## RECORD SET
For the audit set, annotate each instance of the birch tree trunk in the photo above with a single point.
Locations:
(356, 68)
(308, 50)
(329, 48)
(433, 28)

## AIM OF THE EXERCISE
Could you rewrite the listing line for line, renaming "birch tree trunk" to "white birch trunk" and leaving everything else the same?

## WRITTEN ANSWER
For the audit set, annotate each instance of the white birch trunk in the photo above with a single point.
Locations:
(356, 68)
(308, 50)
(329, 48)
(433, 28)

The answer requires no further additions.